### Working data
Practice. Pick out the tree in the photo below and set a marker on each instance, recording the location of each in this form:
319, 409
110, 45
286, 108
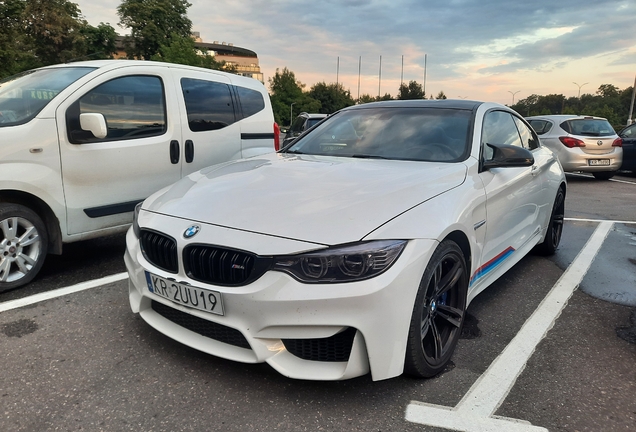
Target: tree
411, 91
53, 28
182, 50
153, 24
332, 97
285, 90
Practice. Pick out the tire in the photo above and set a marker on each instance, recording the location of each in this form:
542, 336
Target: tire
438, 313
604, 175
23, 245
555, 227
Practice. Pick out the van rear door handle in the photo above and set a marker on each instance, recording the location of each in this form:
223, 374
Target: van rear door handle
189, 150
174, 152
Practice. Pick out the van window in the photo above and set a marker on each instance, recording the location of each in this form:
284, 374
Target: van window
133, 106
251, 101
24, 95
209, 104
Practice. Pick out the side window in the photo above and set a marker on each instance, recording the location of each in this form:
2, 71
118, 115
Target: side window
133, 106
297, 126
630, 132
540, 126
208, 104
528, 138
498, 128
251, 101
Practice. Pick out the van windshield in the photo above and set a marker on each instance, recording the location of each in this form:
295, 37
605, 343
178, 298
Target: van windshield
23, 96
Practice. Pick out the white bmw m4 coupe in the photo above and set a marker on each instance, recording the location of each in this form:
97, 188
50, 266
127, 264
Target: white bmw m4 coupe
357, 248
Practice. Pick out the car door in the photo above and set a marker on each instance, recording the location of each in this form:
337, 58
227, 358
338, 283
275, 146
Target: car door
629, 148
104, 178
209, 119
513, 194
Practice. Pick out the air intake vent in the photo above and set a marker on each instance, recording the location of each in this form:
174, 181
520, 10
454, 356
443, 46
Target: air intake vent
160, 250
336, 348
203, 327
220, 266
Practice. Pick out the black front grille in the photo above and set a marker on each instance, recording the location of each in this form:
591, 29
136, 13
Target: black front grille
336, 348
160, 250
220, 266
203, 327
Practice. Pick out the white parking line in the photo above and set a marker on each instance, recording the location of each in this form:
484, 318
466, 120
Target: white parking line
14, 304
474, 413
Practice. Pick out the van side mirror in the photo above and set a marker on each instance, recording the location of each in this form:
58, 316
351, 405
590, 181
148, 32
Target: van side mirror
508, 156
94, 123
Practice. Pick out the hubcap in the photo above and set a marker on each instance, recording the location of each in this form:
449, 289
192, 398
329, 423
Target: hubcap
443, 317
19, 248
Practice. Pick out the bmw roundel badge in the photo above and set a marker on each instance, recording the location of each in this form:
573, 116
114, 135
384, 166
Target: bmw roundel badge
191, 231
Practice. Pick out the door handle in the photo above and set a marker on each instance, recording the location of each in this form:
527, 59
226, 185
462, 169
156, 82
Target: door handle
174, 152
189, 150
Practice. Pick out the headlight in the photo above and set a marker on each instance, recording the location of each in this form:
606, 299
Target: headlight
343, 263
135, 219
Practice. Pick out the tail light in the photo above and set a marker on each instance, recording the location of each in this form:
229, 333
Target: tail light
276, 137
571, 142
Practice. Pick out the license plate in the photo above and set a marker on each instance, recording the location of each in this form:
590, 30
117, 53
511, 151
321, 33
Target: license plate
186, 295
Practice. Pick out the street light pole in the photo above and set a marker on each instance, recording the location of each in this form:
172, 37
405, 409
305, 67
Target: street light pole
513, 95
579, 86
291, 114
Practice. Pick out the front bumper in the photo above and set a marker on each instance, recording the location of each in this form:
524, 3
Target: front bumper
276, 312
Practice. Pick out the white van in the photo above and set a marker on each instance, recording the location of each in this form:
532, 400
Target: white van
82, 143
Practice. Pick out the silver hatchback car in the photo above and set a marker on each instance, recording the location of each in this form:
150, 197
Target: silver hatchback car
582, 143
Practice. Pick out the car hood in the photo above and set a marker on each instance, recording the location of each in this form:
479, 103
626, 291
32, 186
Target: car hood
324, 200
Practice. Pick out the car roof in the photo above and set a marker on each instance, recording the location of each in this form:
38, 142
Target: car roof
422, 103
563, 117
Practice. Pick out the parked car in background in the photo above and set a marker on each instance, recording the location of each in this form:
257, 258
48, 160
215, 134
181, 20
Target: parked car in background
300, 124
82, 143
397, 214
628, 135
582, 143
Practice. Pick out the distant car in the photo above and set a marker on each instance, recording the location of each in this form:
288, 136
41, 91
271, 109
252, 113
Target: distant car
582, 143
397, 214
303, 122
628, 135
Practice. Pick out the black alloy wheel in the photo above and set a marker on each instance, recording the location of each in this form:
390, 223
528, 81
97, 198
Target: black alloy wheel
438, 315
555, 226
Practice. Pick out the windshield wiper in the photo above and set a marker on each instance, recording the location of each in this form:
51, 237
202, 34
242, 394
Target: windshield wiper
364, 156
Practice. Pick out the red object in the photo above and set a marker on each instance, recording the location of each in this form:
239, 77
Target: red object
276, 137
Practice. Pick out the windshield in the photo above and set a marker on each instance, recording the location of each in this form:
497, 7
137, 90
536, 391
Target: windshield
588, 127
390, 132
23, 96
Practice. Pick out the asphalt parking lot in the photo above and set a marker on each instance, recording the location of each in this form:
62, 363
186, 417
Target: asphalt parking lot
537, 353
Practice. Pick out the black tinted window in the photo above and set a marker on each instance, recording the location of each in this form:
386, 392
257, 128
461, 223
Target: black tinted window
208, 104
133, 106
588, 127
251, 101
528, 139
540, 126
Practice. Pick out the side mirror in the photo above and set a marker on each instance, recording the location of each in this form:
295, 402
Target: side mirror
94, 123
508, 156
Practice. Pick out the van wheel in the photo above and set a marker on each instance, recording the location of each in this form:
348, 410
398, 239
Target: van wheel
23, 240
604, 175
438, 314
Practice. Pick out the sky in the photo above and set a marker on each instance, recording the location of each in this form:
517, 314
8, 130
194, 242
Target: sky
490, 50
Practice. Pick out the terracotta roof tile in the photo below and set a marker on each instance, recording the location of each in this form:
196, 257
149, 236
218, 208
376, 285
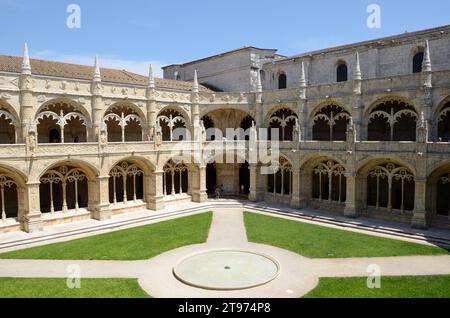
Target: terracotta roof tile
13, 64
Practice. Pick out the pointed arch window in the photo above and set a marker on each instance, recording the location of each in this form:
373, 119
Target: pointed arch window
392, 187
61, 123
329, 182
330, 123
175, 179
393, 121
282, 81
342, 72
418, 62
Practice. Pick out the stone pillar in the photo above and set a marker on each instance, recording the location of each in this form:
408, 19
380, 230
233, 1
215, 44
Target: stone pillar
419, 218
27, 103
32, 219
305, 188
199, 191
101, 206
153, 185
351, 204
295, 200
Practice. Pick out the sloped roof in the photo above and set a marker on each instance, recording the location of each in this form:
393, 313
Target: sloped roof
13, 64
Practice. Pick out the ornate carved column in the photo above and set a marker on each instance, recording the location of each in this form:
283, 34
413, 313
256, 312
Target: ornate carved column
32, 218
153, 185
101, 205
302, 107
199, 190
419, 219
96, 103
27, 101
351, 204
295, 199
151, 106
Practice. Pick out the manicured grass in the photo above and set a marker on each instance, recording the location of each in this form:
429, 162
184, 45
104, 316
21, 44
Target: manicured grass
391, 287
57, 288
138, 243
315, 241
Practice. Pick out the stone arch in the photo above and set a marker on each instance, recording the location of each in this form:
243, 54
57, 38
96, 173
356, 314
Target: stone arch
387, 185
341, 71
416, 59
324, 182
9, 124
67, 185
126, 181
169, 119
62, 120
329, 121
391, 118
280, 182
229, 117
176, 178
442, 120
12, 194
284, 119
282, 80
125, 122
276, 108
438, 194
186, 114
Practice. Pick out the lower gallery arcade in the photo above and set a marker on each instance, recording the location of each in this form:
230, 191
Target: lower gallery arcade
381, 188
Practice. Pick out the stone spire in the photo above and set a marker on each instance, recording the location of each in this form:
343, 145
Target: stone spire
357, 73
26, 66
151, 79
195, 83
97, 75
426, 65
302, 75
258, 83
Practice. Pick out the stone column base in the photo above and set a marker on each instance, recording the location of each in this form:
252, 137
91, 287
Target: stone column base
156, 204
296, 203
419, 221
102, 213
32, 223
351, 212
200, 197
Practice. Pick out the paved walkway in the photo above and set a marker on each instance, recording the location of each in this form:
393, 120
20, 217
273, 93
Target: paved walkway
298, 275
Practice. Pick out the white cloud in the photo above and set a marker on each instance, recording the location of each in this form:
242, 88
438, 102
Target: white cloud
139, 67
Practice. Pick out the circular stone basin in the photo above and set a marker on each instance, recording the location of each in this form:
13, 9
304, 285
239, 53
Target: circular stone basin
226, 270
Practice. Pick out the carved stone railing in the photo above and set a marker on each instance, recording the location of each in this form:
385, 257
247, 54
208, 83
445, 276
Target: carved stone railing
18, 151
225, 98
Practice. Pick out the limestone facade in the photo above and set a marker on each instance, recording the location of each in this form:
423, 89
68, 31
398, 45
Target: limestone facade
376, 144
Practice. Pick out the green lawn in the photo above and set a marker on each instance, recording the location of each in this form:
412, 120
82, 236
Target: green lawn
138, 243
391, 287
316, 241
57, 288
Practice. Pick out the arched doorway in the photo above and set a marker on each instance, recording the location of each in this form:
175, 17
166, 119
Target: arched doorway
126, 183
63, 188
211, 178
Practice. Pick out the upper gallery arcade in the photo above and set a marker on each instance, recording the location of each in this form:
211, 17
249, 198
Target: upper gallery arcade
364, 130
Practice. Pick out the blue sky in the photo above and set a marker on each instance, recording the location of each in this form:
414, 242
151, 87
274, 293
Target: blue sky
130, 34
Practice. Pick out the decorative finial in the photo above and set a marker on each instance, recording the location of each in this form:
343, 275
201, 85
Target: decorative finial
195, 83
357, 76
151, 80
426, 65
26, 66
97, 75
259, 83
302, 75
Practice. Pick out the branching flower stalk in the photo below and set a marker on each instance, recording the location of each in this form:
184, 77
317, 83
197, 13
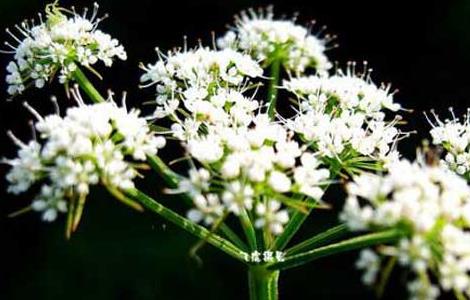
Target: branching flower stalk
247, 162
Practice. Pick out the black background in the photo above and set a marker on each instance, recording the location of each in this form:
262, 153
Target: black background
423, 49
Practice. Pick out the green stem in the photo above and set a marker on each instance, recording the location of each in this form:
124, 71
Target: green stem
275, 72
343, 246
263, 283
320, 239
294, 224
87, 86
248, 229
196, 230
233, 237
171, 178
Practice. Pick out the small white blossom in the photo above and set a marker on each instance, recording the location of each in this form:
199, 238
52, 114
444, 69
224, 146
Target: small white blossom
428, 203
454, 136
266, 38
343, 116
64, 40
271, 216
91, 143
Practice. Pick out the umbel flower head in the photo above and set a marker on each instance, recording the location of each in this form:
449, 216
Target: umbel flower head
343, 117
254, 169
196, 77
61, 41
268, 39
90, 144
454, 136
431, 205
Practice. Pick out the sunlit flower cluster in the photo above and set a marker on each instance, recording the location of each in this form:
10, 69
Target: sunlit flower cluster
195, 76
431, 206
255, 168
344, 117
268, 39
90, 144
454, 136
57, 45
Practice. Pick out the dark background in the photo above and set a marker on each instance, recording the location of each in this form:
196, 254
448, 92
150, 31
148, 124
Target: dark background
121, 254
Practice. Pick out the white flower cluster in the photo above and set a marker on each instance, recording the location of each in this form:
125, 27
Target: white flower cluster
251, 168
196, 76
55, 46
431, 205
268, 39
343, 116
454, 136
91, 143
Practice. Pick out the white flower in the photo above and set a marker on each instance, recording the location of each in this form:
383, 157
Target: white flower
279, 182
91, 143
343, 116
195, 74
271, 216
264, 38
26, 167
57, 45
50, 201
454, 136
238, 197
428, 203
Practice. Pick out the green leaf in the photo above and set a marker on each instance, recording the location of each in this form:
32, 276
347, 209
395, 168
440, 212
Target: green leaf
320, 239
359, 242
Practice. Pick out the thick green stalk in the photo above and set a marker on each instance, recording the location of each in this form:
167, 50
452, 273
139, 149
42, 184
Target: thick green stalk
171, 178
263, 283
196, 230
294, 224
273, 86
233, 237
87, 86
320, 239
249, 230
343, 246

### What you should do
Rewrite the lines above from the one containing "Practice. Pick out the small" through the last line, both included, keeping every line and leaving the requests and their sample coordinates unchanged. Multiply each answer coordinate by 0.85 and round it to a whole number, with halves rounded up.

### Answer to the problem
Practice. Pick out the small white blossom in the photo above and set a marker on each instance, recording the location of each in this form:
199, 238
52, 114
444, 69
224, 146
Target: small white blossom
364, 173
386, 116
226, 32
292, 99
54, 34
230, 184
77, 122
Practice. Pick out the umbel flower head in the photo above and set a marker on each instance, recording the location of each in this form:
449, 216
Target: umbel flower head
292, 99
216, 144
167, 65
52, 35
228, 33
77, 122
386, 116
366, 174
Practice. Pick out the sunlit flower cluster in the photo above and set a marker on each instance, recording the location of each in this form:
10, 69
Target: sunlit flower cluster
166, 65
366, 175
217, 143
292, 99
228, 33
77, 122
386, 116
48, 38
Practice. Pick out the dark background in the photo above and set a marker on each instance, recording the location of each in this form:
196, 254
448, 92
150, 31
148, 124
Target: dark background
103, 216
Practice. Pick out the white flower cluster in the photo above and set a marker on each instance, recording the location of each in this form:
125, 27
Target: white flower cluster
213, 143
167, 65
47, 39
366, 174
228, 33
292, 99
386, 116
77, 122
Practice. Pick out the white flower in the photo above and set a marker on each instance, recording the location of each in this form:
383, 157
Target: white flower
237, 155
77, 122
292, 99
166, 63
230, 184
224, 32
22, 142
48, 38
43, 171
386, 116
202, 167
364, 173
Practice. Pick out the green leaf in the photo above and set a marker on each instance, recording the location of each in this form:
32, 276
347, 209
395, 168
440, 212
Target: green leaf
272, 203
305, 206
Practice. Pick out the thick green stalk in the photo above and set a marker on each instance, recording the location of each in this form:
167, 50
452, 273
139, 149
42, 184
Target: thick green stalk
145, 151
224, 241
167, 196
250, 190
232, 73
198, 201
74, 73
272, 203
212, 196
292, 209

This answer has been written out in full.